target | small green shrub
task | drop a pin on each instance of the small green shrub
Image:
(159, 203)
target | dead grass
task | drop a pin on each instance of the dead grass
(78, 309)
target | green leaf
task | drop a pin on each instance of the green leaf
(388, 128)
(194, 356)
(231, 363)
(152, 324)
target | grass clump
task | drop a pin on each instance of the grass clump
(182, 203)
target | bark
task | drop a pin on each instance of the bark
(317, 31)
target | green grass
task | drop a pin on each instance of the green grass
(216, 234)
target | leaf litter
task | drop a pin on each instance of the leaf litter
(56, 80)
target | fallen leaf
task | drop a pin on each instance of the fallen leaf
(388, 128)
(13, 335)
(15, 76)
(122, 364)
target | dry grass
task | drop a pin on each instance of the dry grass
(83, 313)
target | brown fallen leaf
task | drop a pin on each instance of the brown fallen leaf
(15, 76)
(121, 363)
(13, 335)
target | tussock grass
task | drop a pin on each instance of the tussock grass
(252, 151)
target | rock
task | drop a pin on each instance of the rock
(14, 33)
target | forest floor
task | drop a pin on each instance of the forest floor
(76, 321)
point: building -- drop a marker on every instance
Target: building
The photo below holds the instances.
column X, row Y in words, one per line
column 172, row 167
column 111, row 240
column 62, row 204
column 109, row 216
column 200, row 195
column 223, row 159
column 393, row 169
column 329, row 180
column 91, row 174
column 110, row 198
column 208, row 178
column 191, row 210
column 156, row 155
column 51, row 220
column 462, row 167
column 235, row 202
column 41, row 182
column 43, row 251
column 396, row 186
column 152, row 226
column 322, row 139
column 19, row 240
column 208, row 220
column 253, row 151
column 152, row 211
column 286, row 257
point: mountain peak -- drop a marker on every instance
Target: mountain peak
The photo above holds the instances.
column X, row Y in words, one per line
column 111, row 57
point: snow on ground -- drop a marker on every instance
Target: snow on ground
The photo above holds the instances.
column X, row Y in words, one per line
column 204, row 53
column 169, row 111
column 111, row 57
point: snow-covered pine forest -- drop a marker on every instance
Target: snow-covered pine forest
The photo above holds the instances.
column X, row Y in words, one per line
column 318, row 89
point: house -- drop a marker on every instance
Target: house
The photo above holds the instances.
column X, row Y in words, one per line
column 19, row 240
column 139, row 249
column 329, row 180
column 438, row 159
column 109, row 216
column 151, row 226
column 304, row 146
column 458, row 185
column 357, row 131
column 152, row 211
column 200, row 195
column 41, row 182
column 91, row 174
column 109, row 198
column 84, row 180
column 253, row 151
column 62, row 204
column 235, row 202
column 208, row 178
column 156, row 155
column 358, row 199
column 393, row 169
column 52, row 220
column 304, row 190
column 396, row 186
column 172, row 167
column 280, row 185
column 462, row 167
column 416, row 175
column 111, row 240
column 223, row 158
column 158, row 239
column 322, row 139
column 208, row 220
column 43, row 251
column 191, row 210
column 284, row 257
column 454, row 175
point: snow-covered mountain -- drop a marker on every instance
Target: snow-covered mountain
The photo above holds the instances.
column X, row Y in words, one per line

**What to produce:**
Retype the portion of the data above that starts on the line with "Target: snow on ground" and finishes on the line with "Target: snow-covered pine forest", including both of those lines.

**Reply:**
Target: snow on ground
The photo above holds the instances.
column X, row Y in words, one per line
column 204, row 53
column 169, row 111
column 111, row 57
point: snow-covered pine forest -- drop a marker on every instance
Target: snow-covered pine forest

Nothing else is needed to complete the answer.